● PROBLEM STATEMENT: For each record below, give an exact transcription.

● RECORDS FOR PROCESSING:
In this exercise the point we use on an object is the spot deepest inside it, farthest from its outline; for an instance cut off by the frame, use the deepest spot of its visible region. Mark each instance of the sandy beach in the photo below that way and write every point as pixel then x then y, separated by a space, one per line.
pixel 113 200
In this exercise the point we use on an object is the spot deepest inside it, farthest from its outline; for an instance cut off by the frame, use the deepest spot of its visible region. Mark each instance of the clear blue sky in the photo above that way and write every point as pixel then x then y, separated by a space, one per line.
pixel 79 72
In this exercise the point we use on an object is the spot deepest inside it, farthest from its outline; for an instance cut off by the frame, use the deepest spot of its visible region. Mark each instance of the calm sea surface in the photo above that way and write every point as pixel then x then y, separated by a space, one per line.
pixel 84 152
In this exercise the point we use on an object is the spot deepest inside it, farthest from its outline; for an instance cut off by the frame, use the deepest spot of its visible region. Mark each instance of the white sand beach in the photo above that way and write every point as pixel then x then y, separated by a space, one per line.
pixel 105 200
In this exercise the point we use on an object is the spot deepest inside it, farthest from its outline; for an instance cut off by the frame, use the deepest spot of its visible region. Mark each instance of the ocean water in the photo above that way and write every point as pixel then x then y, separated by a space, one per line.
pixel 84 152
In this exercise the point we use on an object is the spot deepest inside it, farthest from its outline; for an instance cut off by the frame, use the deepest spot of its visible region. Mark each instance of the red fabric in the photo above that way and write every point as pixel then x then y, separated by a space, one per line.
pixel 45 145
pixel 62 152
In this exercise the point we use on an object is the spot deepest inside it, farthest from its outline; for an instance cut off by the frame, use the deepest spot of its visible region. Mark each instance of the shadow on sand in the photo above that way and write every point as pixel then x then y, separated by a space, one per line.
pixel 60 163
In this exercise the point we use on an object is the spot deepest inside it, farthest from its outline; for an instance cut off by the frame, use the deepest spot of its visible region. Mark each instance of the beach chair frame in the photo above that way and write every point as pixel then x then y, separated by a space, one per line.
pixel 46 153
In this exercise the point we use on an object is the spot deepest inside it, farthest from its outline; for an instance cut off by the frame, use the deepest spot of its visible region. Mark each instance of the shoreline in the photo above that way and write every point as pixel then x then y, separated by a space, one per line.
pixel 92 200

● SOLUTION:
In this exercise the point we use on an object is the spot deepest inside it, farthest from its outline; for an instance cut off by the frame, use the deepest spot of its visible region. Mark each instance of the sandy beach in the photo below that way and write every point as pixel then x then y, separated by a space, one per line.
pixel 113 200
In this exercise the point we use on an object is the spot deepest inside it, farthest from its outline; for an instance cut off by the frame, use the deepest spot of its visible region. Mark each instance of the clear blue sky in the photo above that way and write every point as pixel then x then y, separated by a space, one per line.
pixel 79 72
In this exercise the point we use on an object is the spot deepest inside it, farthest from its outline; for an instance cut off by the frame, use the deepest spot of its visible region. Mark each instance of the calm sea surface in the photo above that way and write every point as pixel then x then y, separated by a space, one per line.
pixel 84 152
In this exercise the point we use on an object is the spot deepest inside it, farthest from its outline; for an instance cut off by the frame, use the deepest spot of its visible region. Mark each instance of the white sand beach in the photo above that way and write every point as pixel then x then y, separated by a space, one per line.
pixel 105 200
In this exercise the point we use on an object is the spot deepest inside it, farthest from its outline; for an instance cut off by the frame, use the deepest spot of its visible region. Mark each instance of the ocean water in the photo above that way and write every point as pixel then x then y, separated by a space, one per line.
pixel 84 152
In this exercise the point we use on an object is the spot deepest inside it, farthest from its outline; for an instance cut off by the frame, use the deepest spot of its visible region. Mark each instance of the red fabric in the photo above that way and write every point as pixel then x then y, separated by a space, one per line.
pixel 45 145
pixel 62 152
In this exercise the point we use on an object is the spot deepest inside it, farthest from its outline; for an instance cut off by the frame, use the deepest spot of its visible region. Mark each instance of the shadow on sand in the photo above that way and write every point as pixel then x then y, separated by a space, one per line.
pixel 60 163
In this exercise the point we use on an object is the spot deepest inside it, farthest from its outline; for an instance cut off by the frame, use the deepest spot of its visible region. Mark each instance of the beach chair frame in the photo above that way and write every point as pixel then x then y, separated by a space, one per line.
pixel 46 153
In this exercise the point we use on an object is the spot deepest inside it, farthest from its outline; for an instance cut off by the frame, use the deepest spot of its visible region. Mark each instance of the shoreline in the photo above that way and write every point as pixel then x then y, separated by a space, one per line.
pixel 92 200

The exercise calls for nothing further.